▸ **What to produce**: Count the lines in the entries below that contain the string "concrete", treating uppercase and lowercase as different. Reply with the number alone.

▸ **Point annotation records**:
|---|

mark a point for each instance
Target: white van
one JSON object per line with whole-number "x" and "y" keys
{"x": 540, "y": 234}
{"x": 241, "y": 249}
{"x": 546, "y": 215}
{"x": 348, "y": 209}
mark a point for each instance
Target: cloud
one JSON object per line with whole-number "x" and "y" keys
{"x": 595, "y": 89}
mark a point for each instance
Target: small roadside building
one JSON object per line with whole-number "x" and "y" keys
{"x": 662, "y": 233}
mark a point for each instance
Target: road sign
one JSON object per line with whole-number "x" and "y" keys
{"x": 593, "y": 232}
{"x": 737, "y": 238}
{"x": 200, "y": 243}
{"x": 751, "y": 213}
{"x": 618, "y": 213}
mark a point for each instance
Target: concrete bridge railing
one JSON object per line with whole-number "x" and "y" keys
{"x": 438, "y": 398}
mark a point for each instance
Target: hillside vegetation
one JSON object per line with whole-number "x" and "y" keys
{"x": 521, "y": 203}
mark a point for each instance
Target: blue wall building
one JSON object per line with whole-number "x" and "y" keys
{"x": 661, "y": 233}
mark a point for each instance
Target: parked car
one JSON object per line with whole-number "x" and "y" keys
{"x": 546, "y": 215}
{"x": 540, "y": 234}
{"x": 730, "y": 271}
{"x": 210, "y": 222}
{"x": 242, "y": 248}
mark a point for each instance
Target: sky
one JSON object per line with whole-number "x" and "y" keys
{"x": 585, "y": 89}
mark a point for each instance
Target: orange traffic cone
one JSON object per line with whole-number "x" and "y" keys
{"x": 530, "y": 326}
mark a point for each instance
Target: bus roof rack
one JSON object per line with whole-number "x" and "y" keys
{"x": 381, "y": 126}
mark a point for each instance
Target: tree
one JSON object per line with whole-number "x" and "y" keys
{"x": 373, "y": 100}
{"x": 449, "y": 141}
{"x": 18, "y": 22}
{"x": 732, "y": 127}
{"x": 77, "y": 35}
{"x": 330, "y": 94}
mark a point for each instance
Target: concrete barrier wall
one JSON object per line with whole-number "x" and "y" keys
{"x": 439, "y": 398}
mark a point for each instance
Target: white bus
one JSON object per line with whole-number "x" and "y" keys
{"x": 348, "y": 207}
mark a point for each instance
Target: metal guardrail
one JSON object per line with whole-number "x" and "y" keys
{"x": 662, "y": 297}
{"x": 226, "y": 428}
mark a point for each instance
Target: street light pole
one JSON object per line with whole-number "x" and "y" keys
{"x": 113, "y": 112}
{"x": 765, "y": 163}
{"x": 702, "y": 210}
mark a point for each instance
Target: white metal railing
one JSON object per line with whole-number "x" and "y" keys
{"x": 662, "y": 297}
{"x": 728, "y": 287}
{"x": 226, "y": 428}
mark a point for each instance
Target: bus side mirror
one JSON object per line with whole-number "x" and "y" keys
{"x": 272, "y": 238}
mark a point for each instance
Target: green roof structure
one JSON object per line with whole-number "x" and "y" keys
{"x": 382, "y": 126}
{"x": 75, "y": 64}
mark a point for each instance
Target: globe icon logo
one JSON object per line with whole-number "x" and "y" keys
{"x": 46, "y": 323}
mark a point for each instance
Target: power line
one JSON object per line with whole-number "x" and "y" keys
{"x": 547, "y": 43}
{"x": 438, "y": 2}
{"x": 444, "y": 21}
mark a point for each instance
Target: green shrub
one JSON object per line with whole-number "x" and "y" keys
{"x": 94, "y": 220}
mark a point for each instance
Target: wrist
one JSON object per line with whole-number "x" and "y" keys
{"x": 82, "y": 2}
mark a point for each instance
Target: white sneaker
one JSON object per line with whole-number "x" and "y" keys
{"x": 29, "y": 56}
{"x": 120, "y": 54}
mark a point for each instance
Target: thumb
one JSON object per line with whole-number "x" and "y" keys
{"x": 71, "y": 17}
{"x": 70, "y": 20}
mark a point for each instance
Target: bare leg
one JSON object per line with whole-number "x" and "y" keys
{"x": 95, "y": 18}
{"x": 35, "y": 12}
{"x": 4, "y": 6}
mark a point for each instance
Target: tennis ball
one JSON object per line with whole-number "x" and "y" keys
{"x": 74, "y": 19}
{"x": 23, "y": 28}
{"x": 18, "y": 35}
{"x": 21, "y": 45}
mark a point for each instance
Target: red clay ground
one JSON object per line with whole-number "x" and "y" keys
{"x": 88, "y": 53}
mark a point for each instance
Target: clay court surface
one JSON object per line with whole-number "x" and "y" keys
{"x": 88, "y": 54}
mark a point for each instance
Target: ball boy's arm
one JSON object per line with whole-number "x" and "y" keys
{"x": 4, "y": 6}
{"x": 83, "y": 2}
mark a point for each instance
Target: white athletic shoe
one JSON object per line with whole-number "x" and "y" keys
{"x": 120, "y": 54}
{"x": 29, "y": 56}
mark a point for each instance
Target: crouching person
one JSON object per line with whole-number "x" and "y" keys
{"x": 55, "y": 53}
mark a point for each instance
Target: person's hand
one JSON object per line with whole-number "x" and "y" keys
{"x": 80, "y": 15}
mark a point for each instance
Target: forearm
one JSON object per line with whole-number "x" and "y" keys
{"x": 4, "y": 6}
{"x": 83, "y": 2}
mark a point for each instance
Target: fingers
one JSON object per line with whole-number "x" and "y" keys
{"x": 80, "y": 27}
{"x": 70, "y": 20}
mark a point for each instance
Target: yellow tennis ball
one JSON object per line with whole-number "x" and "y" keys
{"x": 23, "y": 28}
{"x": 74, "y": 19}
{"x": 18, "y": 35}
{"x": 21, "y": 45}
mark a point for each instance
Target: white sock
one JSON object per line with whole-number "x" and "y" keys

|---|

▸ **Completed task**: 2